▶ _Work instruction A_
Answer these questions from the American Ballet Theatre review below, marking each answer with the matching numeral.
(i) In what year was the company established?
(ii) Over how many days does it showcase its ballets?
(iii) Which company was Alexei Ratmansky formerly with?
▶ _Work instruction B_
Decide whether each statement agrees with the American Ballet Theatre review below. Answer yes or no and quote the words of the review that settle it.
(i) The company presents ten short ballets.
(ii) Paul Taylor's work appears in Programme One.
(iii) The dancers always perform with finesse.
▶ _Work instruction C_
Summarize the American Ballet Theatre review below in two sentences.

▶ _Page text_
American Ballet Theatre


Sadler's Wells
(2011)

American Ballet Theatre in Company B

The renowned American Ballet Theatre, established in 1940, celebrates the past and seeks to reinvigorate its company with the new. Over a period of six days it showcases ten short ballets divided into two programmes - with quite a range of dancing numbers and styles for the company to present.

The dancers do so with verve if not always with finesse, but one has to question the programming. Wouldn't less have been more? ABT's range is a given, but this sort of pick and mix variety show can be a bit hit and miss. But in ballet the thread that links is the thread that binds - the DNA of the indivisible past and present.

Contemporary and heritage choreography, ballet's unidentical twins: Twyla Tharp, Alexei Ratmansky (ABT's new Artist-in-Residence, formerly of the Bolshoi), Benjamin Millepied (now famous as Natalie Portman's partner in real life and in the film Black Swan) in Programme One, and Balanchine (both programmes), Antony Tudor, Paul Taylor in Programme Two.

▶ _Data under study_
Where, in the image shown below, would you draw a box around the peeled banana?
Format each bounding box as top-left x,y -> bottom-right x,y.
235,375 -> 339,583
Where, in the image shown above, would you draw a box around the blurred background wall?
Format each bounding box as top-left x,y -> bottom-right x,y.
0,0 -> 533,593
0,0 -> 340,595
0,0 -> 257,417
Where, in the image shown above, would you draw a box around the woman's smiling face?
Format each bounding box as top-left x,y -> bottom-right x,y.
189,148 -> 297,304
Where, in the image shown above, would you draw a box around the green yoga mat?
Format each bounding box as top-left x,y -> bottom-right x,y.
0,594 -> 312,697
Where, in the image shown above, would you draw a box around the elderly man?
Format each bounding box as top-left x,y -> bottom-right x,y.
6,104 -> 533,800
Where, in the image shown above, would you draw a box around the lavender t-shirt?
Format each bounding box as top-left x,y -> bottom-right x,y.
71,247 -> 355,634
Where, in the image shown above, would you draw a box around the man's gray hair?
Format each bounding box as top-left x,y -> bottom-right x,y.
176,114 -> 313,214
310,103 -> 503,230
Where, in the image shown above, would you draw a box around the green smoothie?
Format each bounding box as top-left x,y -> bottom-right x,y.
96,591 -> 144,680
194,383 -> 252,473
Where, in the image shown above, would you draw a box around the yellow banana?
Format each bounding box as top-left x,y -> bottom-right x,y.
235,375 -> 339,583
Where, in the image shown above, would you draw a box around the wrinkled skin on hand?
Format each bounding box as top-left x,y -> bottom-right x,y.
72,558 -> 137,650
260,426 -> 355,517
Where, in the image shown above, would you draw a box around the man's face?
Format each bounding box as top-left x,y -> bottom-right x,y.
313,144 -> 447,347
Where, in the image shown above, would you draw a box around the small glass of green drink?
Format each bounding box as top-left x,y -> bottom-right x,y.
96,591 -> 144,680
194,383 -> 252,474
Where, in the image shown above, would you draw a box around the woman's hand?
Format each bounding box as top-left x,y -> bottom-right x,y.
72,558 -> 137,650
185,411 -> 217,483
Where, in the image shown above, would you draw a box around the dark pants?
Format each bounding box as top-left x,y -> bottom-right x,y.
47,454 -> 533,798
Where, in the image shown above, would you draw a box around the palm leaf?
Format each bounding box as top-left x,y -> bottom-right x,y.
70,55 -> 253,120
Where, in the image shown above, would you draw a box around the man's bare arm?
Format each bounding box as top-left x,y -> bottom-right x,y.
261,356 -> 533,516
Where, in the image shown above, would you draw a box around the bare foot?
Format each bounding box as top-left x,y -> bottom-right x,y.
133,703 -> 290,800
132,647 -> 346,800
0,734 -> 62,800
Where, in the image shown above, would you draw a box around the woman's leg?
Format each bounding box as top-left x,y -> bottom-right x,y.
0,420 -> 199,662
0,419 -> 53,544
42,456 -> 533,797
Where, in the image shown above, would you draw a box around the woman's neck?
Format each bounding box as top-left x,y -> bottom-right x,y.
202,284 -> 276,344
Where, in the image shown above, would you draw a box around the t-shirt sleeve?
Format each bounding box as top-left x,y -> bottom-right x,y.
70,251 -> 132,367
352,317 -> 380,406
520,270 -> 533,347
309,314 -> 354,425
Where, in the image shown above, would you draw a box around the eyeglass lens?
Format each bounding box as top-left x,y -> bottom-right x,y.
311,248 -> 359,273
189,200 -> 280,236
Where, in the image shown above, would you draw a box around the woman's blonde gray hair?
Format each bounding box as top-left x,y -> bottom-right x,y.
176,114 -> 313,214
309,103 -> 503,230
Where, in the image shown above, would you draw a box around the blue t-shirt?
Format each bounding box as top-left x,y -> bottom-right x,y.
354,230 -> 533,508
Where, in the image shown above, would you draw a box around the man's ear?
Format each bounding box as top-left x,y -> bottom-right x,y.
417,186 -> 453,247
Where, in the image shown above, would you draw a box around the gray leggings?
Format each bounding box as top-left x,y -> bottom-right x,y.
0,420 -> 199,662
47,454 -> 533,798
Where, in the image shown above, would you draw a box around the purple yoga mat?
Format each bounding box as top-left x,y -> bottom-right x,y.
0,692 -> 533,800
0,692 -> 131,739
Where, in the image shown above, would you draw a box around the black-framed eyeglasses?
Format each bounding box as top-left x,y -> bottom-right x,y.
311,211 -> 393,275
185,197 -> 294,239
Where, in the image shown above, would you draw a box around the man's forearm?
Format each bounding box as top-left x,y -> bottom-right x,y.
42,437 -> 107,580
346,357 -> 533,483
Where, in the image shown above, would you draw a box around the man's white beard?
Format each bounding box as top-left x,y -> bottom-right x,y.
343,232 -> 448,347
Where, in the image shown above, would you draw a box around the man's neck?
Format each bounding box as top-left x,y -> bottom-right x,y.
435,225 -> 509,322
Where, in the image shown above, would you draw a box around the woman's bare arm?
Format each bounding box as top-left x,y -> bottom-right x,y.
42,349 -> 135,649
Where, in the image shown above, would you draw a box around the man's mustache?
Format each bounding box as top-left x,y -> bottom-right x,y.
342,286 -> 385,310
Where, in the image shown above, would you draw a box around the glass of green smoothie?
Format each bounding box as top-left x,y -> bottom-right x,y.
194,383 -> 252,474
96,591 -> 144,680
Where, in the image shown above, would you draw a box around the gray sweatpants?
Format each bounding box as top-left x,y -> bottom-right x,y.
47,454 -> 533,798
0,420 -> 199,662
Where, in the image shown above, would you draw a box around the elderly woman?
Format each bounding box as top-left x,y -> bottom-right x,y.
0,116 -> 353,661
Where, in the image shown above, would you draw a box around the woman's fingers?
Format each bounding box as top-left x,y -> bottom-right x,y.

--

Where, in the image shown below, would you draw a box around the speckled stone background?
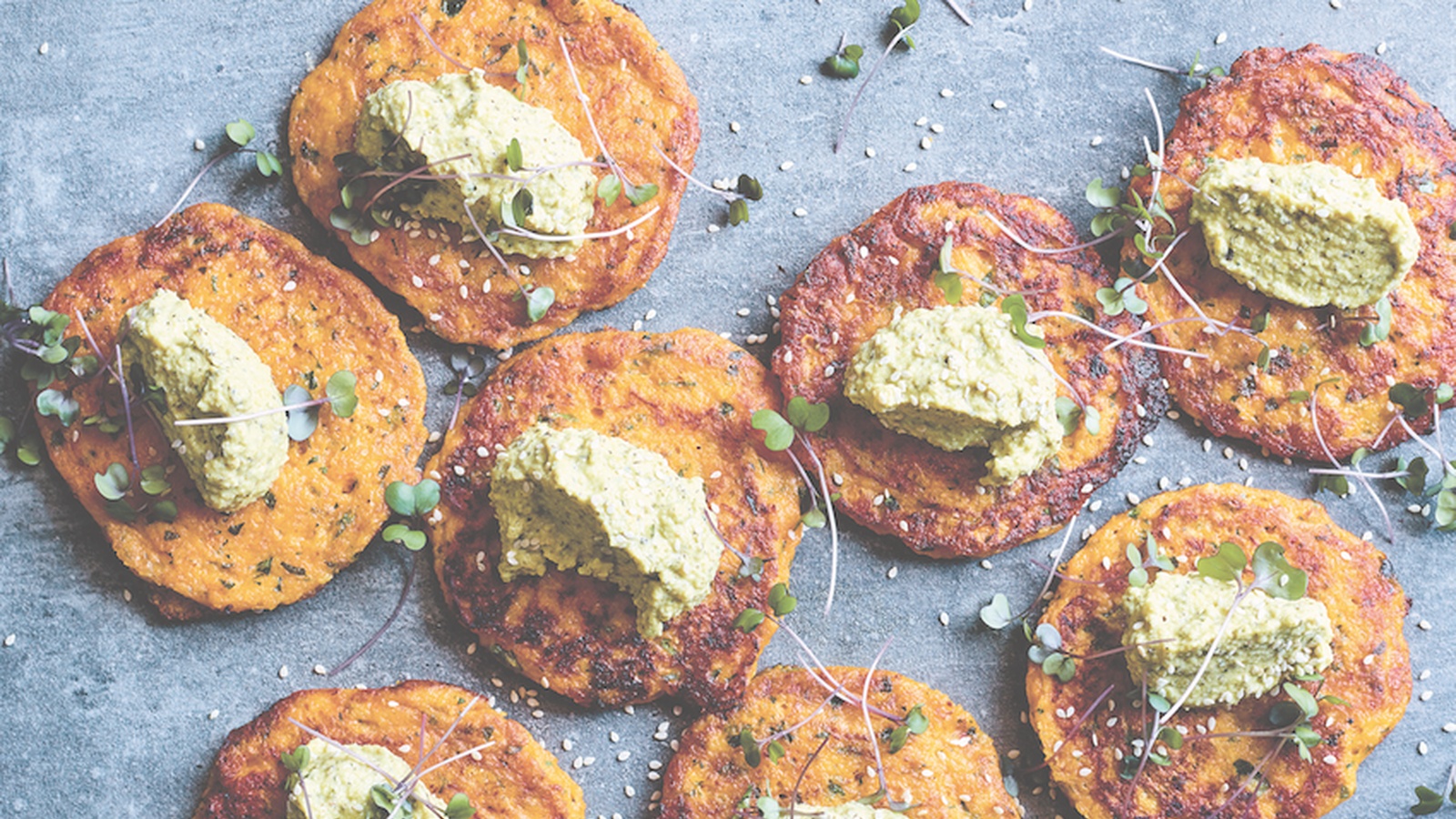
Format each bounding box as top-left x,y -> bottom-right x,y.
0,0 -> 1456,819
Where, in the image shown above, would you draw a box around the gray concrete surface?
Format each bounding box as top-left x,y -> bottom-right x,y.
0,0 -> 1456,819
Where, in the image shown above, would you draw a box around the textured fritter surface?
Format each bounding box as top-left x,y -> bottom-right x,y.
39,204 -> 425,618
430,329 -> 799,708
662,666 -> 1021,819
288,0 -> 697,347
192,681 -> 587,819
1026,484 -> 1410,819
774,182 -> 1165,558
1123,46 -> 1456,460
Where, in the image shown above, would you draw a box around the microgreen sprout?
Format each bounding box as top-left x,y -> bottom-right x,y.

▶ _Expected output A_
(i) 1940
(ii) Six days
(iii) The Bolshoi

▶ _Expected output B_
(i) Yes: "it showcases ten short ballets divided into two programmes"
(ii) No: "Balanchine (both programmes), Antony Tudor, Paul Taylor in Programme Two."
(iii) No: "The dancers do so with verve if not always with finesse"

▶ _Expected output C_
American Ballet Theatre, established in 1940, shows ten short ballets over six days in two programs that combine contemporary and heritage choreography by Tharp, Ratmansky, Millepied, Balanchine, Tudor and Taylor. The dancers perform with verve, though not always with finesse, and the review questions whether such a varied program was the right choice.